_Provided material_
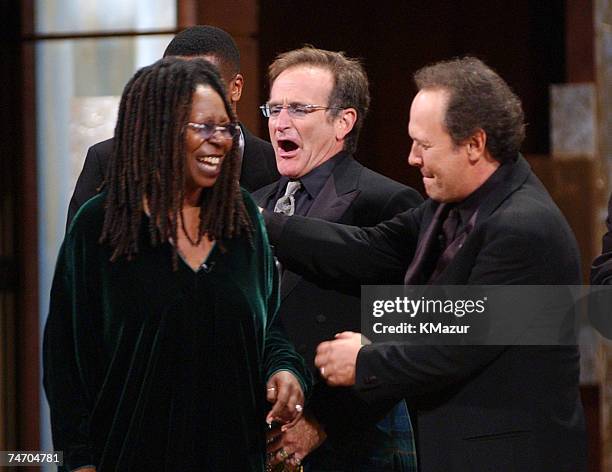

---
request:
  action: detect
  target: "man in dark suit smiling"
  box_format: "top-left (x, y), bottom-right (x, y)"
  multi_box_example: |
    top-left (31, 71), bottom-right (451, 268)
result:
top-left (264, 58), bottom-right (586, 472)
top-left (66, 25), bottom-right (279, 226)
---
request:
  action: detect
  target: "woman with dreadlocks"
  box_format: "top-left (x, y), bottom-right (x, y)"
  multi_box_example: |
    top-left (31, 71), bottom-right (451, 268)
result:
top-left (43, 58), bottom-right (308, 472)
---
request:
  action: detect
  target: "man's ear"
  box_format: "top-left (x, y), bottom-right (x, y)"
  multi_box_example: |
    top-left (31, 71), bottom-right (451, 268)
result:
top-left (228, 74), bottom-right (244, 103)
top-left (465, 128), bottom-right (487, 163)
top-left (335, 108), bottom-right (357, 141)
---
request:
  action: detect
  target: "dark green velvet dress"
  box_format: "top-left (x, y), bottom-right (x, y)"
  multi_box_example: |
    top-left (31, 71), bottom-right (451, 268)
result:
top-left (43, 193), bottom-right (308, 472)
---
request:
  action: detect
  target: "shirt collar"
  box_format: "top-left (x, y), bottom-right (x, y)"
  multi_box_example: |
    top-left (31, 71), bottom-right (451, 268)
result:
top-left (453, 157), bottom-right (512, 226)
top-left (279, 151), bottom-right (348, 199)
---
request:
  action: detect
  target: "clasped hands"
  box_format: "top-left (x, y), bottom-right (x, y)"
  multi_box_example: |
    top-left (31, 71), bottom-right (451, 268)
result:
top-left (266, 331), bottom-right (369, 471)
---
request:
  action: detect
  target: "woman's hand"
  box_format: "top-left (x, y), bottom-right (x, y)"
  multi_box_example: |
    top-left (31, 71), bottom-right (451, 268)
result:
top-left (266, 370), bottom-right (304, 431)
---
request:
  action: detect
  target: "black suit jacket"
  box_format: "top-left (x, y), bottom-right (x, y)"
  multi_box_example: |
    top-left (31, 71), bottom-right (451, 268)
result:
top-left (66, 125), bottom-right (280, 228)
top-left (268, 156), bottom-right (586, 472)
top-left (591, 195), bottom-right (612, 285)
top-left (253, 155), bottom-right (423, 440)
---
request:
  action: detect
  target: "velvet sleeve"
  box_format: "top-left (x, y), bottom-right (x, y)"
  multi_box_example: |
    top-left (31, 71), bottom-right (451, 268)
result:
top-left (43, 216), bottom-right (103, 470)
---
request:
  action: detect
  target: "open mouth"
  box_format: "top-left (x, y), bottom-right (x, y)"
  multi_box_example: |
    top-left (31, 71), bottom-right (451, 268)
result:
top-left (196, 156), bottom-right (221, 166)
top-left (277, 139), bottom-right (299, 153)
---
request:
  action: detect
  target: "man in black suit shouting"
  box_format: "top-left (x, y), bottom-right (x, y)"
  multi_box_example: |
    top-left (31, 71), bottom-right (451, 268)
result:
top-left (253, 47), bottom-right (422, 472)
top-left (264, 58), bottom-right (586, 472)
top-left (66, 25), bottom-right (279, 227)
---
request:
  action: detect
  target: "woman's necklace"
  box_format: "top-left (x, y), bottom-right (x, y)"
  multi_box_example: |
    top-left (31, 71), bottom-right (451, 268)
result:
top-left (179, 210), bottom-right (202, 246)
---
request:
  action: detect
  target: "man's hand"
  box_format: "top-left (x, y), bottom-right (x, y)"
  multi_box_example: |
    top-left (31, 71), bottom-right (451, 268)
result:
top-left (315, 331), bottom-right (369, 387)
top-left (266, 415), bottom-right (327, 469)
top-left (266, 370), bottom-right (304, 428)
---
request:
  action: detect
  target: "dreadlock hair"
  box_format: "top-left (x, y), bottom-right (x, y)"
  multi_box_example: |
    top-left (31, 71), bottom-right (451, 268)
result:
top-left (100, 57), bottom-right (253, 270)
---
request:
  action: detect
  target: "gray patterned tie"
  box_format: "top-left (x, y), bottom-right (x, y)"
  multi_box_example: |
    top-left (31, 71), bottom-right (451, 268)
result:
top-left (274, 180), bottom-right (302, 216)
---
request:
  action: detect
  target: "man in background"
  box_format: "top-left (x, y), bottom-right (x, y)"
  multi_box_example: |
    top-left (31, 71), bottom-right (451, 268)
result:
top-left (66, 25), bottom-right (279, 228)
top-left (253, 47), bottom-right (422, 472)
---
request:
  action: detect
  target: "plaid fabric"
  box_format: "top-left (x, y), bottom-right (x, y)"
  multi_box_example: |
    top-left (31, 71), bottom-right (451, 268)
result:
top-left (303, 401), bottom-right (417, 472)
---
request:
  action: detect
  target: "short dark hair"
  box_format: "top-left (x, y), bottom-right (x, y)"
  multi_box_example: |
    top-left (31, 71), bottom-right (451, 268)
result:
top-left (414, 56), bottom-right (525, 162)
top-left (100, 56), bottom-right (252, 268)
top-left (164, 25), bottom-right (240, 75)
top-left (268, 46), bottom-right (370, 152)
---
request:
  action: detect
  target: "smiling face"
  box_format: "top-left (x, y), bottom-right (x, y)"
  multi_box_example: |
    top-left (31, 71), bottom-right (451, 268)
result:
top-left (408, 89), bottom-right (477, 202)
top-left (268, 65), bottom-right (352, 179)
top-left (185, 85), bottom-right (232, 200)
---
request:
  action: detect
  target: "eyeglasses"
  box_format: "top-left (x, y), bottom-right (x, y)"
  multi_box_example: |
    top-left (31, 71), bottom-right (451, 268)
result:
top-left (259, 103), bottom-right (342, 118)
top-left (187, 122), bottom-right (240, 141)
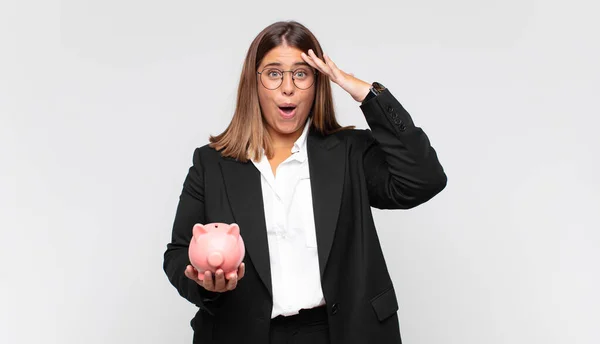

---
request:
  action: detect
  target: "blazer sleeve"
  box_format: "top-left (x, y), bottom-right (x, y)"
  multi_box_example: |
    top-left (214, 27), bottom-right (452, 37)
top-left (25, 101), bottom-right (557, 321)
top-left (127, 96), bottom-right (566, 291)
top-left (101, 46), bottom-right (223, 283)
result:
top-left (360, 89), bottom-right (447, 209)
top-left (163, 148), bottom-right (220, 314)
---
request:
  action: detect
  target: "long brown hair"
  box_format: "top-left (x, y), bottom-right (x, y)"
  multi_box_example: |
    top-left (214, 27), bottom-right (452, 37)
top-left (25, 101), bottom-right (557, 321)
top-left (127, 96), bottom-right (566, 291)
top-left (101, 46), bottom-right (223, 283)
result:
top-left (210, 21), bottom-right (354, 162)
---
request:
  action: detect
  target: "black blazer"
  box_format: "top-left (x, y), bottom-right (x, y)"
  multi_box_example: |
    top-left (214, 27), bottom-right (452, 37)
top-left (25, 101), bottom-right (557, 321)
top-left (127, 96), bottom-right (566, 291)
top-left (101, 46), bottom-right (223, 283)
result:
top-left (163, 90), bottom-right (447, 344)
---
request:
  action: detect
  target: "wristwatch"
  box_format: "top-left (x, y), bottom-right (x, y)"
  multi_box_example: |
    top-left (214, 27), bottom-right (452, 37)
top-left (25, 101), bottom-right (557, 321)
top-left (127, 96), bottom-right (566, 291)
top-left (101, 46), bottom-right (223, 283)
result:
top-left (362, 81), bottom-right (385, 104)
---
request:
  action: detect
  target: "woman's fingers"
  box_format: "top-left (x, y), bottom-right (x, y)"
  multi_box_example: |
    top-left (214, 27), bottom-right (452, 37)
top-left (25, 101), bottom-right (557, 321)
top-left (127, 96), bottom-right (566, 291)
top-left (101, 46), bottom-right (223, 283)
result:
top-left (185, 263), bottom-right (246, 293)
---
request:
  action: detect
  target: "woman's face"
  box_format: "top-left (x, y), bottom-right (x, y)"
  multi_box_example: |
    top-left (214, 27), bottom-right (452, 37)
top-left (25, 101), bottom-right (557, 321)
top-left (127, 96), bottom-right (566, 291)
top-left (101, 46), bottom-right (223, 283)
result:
top-left (257, 45), bottom-right (316, 145)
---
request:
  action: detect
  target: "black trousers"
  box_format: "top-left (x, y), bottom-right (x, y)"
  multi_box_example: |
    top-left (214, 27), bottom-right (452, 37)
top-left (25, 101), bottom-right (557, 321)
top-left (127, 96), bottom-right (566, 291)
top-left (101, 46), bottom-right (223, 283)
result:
top-left (269, 306), bottom-right (330, 344)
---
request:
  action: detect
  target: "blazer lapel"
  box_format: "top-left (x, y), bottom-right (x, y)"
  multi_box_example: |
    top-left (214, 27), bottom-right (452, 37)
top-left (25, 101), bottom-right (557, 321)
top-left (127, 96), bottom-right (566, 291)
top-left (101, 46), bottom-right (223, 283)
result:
top-left (221, 158), bottom-right (273, 297)
top-left (307, 130), bottom-right (346, 278)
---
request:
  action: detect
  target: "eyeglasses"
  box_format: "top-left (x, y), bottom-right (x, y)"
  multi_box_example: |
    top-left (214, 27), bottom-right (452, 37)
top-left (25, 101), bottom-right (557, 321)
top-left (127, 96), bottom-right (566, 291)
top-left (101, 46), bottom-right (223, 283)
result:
top-left (257, 67), bottom-right (317, 90)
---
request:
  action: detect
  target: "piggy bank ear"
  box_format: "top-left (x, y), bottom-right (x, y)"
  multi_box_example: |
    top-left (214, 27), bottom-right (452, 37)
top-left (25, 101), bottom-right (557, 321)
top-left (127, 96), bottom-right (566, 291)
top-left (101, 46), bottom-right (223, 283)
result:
top-left (227, 223), bottom-right (240, 236)
top-left (192, 223), bottom-right (208, 236)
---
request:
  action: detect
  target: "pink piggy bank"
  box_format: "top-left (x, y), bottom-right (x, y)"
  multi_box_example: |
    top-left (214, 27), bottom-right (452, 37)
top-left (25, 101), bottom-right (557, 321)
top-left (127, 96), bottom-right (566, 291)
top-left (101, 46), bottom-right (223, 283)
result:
top-left (188, 223), bottom-right (246, 281)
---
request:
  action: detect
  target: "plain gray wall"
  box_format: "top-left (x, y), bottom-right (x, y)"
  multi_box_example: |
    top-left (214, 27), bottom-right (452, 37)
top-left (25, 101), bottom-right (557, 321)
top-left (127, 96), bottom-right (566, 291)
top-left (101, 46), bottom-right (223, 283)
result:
top-left (0, 0), bottom-right (600, 344)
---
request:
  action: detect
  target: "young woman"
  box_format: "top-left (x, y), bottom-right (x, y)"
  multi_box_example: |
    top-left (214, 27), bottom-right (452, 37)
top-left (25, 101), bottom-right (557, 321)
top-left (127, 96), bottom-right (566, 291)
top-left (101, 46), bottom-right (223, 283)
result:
top-left (164, 21), bottom-right (447, 344)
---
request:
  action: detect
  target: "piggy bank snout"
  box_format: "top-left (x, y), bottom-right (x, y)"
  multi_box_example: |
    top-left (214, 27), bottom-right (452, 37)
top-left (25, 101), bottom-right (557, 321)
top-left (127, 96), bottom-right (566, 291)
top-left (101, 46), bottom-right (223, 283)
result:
top-left (208, 252), bottom-right (224, 268)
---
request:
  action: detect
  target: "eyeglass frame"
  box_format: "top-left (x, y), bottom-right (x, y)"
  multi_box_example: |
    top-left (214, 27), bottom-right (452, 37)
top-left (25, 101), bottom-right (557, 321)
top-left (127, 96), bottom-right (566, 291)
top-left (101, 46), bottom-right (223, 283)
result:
top-left (256, 67), bottom-right (319, 91)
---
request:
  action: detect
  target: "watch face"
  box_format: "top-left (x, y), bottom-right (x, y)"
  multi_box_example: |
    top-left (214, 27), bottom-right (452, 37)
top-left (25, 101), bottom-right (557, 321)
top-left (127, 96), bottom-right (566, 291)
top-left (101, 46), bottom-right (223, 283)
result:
top-left (373, 81), bottom-right (385, 93)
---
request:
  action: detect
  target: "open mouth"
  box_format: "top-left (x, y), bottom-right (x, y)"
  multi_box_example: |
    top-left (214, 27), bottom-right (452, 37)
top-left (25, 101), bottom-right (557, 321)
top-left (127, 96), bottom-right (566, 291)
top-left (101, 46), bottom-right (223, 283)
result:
top-left (279, 105), bottom-right (296, 117)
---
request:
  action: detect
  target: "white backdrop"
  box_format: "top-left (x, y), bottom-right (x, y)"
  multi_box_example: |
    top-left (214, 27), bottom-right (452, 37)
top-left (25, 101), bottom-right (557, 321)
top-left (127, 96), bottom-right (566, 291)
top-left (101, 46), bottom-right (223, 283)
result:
top-left (0, 0), bottom-right (600, 344)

_Objective_
From the start of the entries up to and including the line that contains "top-left (266, 370), bottom-right (304, 431)", set out each line as a numbered list, omitting blank lines. Leave the pictures out of your answer.

_Result below_
1. ---
2. request:
3.   action: detect
4.   target: "man in dark suit smiling"
5.   box_format: "top-left (x, y), bottom-right (x, y)"
6.   multi_box_example: |
7.     top-left (31, 71), bottom-right (451, 268)
8. result:
9. top-left (264, 58), bottom-right (586, 472)
10. top-left (66, 25), bottom-right (279, 226)
11. ---
12. request:
13.   action: detect
14.   target: "woman with dreadlocks"
15.   box_format: "top-left (x, y), bottom-right (x, y)"
16.   multi_box_example: |
17.     top-left (31, 71), bottom-right (451, 268)
18. result:
19. top-left (43, 58), bottom-right (308, 472)
20. ---
21. request:
22.   action: detect
23.   target: "man's ear"
24.   box_format: "top-left (x, y), bottom-right (x, y)"
25.   multi_box_example: |
26.     top-left (31, 71), bottom-right (451, 268)
27. result:
28. top-left (228, 74), bottom-right (244, 103)
29. top-left (465, 128), bottom-right (487, 163)
30. top-left (335, 108), bottom-right (357, 141)
31. ---
32. request:
33.   action: detect
34.   target: "dark green velvet dress"
35.   box_format: "top-left (x, y), bottom-right (x, y)"
36.   multi_box_example: |
37.     top-left (31, 71), bottom-right (451, 268)
38. result:
39. top-left (43, 193), bottom-right (308, 472)
40. ---
41. request:
42.   action: detect
43.   target: "shirt collar"
44.   box_format: "top-left (x, y), bottom-right (x, y)"
45.   multi_box_example: |
46.     top-left (31, 71), bottom-right (451, 268)
47. result:
48. top-left (453, 157), bottom-right (512, 226)
49. top-left (279, 151), bottom-right (348, 199)
50. ---
51. request:
52.   action: detect
53.   target: "clasped hands"
54.   box_format: "top-left (x, y), bottom-right (x, y)"
55.   multi_box_example: |
56.     top-left (31, 71), bottom-right (451, 268)
57. result:
58. top-left (266, 331), bottom-right (369, 471)
59. ---
60. request:
61.   action: detect
62.   target: "woman's hand"
63.   box_format: "top-left (x, y), bottom-right (x, y)"
64.   multi_box_example: |
65.     top-left (31, 71), bottom-right (451, 268)
66. result:
67. top-left (266, 370), bottom-right (304, 431)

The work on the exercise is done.